## Exercise input:
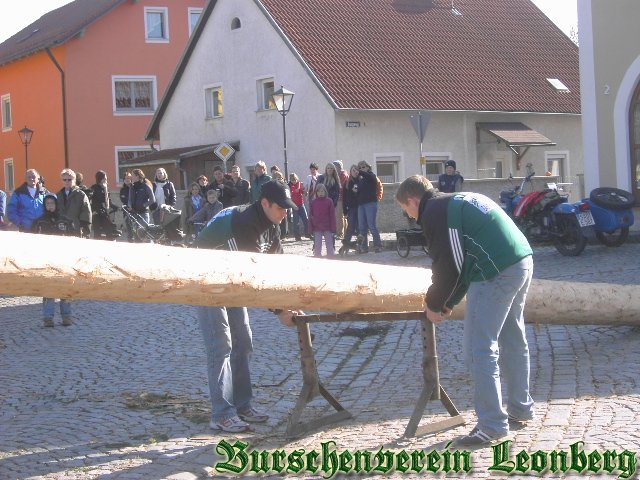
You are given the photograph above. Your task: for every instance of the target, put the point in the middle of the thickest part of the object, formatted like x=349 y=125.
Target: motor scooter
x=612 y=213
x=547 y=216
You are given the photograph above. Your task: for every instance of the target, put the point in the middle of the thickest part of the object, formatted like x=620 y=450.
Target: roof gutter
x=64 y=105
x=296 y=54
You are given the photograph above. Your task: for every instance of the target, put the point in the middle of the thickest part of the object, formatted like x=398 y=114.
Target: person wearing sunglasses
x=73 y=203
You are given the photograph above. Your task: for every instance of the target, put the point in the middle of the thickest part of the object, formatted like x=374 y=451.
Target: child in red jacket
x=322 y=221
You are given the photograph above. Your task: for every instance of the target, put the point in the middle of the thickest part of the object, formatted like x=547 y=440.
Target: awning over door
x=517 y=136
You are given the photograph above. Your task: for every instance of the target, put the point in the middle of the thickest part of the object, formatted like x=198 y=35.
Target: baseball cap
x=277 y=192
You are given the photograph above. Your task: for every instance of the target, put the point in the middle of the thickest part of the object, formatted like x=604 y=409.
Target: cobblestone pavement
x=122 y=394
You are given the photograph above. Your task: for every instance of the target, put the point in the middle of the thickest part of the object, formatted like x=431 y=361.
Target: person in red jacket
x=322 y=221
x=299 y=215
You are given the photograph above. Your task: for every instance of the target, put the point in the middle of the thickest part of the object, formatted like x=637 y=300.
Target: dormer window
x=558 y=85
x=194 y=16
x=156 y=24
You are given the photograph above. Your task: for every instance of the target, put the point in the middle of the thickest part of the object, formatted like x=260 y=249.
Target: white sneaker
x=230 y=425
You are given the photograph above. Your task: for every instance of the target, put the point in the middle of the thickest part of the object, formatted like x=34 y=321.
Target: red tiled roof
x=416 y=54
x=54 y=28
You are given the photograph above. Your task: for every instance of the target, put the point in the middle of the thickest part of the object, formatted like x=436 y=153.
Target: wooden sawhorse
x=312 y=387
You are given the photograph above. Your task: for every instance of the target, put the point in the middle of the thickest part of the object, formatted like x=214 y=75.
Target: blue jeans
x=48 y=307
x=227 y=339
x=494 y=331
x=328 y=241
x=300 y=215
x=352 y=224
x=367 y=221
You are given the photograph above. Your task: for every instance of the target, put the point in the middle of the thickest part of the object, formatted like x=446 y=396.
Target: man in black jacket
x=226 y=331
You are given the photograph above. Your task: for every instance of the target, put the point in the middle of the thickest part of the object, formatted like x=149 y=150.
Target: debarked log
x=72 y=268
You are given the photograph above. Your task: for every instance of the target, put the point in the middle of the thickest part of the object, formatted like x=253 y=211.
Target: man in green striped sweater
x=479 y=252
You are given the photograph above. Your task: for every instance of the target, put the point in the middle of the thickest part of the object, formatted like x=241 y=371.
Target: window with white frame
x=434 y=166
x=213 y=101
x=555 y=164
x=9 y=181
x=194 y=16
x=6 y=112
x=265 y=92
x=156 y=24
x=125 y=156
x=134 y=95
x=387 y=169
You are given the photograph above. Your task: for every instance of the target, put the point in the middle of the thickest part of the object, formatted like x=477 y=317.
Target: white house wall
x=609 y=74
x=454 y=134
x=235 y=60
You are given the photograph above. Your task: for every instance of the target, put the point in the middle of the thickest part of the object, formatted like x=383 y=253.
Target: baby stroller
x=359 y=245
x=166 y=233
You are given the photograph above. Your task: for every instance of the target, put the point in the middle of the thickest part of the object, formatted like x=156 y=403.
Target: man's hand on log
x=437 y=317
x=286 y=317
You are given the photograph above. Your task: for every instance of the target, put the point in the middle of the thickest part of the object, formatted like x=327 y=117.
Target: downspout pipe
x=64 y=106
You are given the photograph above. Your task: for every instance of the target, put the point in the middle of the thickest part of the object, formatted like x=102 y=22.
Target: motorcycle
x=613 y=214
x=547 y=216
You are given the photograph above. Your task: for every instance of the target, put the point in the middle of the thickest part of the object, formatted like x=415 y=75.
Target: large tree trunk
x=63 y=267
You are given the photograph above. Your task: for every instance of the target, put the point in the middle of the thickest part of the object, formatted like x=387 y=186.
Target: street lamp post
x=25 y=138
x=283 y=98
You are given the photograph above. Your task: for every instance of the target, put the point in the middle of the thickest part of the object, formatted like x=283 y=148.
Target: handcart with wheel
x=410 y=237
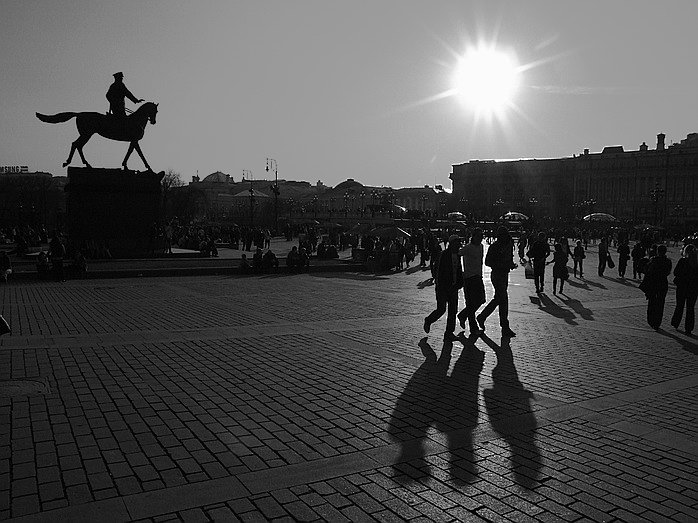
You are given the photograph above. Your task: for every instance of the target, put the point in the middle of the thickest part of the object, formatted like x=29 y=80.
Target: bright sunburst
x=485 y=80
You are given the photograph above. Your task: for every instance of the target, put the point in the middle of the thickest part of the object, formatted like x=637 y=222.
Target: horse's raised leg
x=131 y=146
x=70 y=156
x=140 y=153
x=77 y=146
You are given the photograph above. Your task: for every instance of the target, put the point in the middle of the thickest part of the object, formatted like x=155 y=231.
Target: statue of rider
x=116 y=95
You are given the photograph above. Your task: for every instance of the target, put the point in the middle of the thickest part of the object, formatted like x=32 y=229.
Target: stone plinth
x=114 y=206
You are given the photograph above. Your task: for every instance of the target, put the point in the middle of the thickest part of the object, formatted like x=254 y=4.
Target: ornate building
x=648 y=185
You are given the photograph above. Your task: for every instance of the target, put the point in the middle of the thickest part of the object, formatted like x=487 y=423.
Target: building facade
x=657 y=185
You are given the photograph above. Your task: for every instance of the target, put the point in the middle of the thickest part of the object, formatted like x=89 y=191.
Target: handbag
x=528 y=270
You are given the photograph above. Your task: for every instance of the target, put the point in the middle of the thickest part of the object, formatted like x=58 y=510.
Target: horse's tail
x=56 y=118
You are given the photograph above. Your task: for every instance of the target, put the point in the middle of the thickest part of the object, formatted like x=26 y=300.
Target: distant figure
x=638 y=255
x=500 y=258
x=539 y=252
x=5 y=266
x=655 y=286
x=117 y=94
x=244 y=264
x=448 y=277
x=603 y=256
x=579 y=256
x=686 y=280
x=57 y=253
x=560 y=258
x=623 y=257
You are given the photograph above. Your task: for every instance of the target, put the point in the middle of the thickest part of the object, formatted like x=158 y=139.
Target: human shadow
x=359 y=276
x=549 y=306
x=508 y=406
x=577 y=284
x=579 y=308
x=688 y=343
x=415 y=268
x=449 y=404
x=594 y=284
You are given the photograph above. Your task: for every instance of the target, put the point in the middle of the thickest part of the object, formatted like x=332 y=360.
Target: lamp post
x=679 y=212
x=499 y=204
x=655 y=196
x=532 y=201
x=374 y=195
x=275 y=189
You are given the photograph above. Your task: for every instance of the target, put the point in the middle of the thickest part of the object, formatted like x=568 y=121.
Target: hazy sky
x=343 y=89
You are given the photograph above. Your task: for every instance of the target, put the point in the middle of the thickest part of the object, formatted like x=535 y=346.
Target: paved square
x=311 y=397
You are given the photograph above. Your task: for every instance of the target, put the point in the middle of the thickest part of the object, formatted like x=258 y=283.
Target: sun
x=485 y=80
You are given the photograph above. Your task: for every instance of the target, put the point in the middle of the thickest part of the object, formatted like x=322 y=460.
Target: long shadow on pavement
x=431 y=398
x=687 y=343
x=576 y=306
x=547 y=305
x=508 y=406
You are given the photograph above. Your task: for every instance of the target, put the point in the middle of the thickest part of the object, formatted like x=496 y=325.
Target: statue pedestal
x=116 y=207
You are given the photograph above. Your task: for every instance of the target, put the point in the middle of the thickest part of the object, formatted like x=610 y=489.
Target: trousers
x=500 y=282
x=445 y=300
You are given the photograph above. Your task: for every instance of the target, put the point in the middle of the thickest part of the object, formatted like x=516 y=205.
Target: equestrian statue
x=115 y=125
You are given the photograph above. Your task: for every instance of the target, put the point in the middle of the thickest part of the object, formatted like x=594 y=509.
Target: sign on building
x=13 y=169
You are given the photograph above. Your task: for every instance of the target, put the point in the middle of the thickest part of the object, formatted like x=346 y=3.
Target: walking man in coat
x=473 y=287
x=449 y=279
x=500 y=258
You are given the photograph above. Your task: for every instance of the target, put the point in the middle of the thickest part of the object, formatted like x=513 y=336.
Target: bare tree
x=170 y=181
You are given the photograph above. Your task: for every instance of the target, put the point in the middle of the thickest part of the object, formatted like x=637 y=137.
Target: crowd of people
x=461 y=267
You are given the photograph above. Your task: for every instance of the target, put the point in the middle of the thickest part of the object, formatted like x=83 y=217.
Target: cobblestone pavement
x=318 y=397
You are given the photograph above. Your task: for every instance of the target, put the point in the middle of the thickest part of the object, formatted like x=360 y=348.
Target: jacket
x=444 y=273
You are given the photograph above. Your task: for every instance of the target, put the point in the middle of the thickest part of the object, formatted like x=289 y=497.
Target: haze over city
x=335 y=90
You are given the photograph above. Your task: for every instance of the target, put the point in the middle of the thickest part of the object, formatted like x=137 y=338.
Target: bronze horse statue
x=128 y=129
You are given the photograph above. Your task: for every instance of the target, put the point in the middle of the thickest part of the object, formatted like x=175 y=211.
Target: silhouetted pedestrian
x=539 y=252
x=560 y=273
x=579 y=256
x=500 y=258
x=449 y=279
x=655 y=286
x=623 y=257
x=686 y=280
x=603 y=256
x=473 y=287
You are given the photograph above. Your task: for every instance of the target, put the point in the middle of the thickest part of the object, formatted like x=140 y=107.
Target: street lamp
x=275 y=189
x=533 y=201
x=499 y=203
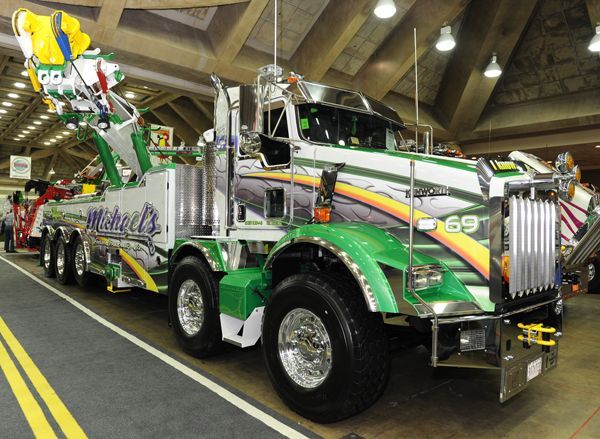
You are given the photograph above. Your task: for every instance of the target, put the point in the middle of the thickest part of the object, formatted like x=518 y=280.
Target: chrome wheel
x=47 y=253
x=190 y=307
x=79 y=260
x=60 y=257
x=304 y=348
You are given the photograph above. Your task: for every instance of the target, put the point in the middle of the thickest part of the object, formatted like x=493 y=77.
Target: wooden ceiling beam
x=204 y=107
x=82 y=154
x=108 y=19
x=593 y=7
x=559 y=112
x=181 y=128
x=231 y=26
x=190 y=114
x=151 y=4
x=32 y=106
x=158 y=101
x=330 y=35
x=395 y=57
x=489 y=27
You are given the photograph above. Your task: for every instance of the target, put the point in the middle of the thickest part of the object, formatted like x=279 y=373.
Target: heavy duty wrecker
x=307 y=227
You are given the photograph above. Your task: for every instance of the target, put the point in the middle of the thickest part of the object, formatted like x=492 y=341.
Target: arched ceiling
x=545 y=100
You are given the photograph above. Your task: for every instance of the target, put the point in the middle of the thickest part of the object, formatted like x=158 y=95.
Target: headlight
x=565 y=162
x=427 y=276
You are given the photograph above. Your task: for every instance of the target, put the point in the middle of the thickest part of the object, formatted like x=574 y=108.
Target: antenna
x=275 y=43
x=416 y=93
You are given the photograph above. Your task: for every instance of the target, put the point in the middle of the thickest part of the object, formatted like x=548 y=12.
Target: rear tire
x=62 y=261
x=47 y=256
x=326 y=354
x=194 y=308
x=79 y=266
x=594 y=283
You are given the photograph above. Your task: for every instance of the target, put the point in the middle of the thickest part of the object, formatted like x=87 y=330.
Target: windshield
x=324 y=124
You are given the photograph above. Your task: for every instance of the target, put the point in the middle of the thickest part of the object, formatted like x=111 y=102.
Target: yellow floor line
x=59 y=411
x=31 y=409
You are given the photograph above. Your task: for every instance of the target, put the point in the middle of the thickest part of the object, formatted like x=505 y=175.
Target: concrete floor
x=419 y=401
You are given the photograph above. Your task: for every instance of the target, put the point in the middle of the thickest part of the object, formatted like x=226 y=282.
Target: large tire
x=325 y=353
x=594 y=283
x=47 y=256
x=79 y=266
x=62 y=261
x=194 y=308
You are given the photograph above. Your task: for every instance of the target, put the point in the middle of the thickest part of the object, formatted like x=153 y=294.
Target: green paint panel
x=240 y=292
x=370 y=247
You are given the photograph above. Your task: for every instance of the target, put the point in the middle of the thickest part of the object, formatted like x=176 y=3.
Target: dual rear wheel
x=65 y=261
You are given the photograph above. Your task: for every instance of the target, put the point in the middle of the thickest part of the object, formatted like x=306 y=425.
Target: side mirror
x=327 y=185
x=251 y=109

## Stated exercise:
Make an exact copy of every line from the one with "like x=153 y=294." to the end of the data, with the first and last of those lines included.

## Exercise output:
You are given the photograph above. Your task: for every instance of the target, put the point in the middle of the thickest part of the object, formatted like x=153 y=294.
Target: green paint panel
x=240 y=292
x=370 y=247
You are given the photograph above. Your task: for every instance of the target, put the point in the middle of the thickest part of the object, formatted like x=176 y=3.
Target: dual rear wheel
x=65 y=261
You are given the photograph above. Your task: for every instance of the target, put the point in the middle of the thickest part of the object, formatted like x=306 y=425.
Target: side mirror
x=327 y=185
x=251 y=109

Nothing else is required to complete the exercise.